TEXT PASSAGE>
-.-.-

Skip to content

Measuring covariate shift

In this vignette, we will measure the reconstruction error of a PCA, in order to measure the amount of covariate shift between the training data and the data used for prediction.

julia
using SpeciesDistributionToolkit
const SDT = SpeciesDistributionToolkit
using CairoMakie

We will need to rely on the integration with MultivariateStats in order to fit and then apply the PCA, so we will load this package as well:

julia
using Statistics
using MultivariateStats 

This is a temporary vignette!

This functionality will ultimately be ported to the SDeMo package. It is included as a reference, but the code will be updated to reflect the new functions.

Declaring the model

We will measure the multi-variate covariate shift, which reflects how much the joint distribution of variables shifts from the training data to the prediction data. In order to do this, we first need a model:

julia
model = SDM(PCATransform, Logistic, SDeMo.__demodata()...)

-.-.-

MATERIAL SHOWN>
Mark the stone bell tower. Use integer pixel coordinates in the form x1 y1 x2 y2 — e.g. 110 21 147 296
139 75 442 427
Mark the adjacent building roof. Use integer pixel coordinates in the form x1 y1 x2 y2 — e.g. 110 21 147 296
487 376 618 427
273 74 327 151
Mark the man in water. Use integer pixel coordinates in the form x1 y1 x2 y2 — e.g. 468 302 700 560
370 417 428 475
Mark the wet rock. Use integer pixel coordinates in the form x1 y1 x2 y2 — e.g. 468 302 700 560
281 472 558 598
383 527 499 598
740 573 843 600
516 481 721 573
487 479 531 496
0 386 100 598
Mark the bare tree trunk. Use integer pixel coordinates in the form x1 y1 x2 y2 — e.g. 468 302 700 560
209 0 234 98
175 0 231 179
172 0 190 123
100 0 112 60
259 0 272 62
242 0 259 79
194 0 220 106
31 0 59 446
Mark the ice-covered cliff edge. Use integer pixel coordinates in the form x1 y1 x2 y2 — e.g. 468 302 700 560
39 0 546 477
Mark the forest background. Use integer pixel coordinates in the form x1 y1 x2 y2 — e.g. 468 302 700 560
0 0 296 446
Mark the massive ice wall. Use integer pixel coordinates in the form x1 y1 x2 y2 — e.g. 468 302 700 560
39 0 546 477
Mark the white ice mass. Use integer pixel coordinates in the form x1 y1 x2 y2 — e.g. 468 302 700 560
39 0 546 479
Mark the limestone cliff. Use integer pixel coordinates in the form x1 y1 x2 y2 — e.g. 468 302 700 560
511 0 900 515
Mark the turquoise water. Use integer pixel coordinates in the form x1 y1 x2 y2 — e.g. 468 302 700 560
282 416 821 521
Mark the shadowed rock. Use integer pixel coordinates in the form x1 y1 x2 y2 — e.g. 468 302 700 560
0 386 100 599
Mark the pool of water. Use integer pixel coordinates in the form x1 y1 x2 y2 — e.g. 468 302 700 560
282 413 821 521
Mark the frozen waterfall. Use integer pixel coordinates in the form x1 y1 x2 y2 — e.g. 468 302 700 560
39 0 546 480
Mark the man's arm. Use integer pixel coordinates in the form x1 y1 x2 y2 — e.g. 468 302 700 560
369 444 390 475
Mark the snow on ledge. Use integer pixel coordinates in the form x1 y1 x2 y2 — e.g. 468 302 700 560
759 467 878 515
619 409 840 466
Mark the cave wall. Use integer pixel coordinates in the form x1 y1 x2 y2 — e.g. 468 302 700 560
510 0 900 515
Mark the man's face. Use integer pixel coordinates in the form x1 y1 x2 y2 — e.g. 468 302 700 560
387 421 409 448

-.-.-

WHAT IS ASKED>
a – According to the covariate shift vignette, what is measured in order to gauge the amount of covariate shift between training and prediction data?
b – Write the next part of the covariate shift vignette, picking up right after its final line of code.

ANSWERS GIVEN>
a – The reconstruction error of a PCA.

b –
variables!(model, ForwardSelection)
☑️  PCATransform → Logistic → P(x) ≥ 0.575 🗺️

We then collect the data from the CHELSA2 BioClim on which this model was trained, as a series of layers:

julia
pol = getpolygon(PolygonData(OpenStreetMap, Places); place = "Corse")
L = SDMLayer{Float32}[
    SDMLayer(RasterData(CHELSA2, BioClim); SDT.boundingbox(pol)..., layer = i) for
    i in 1:19
]
mask!(L, pol)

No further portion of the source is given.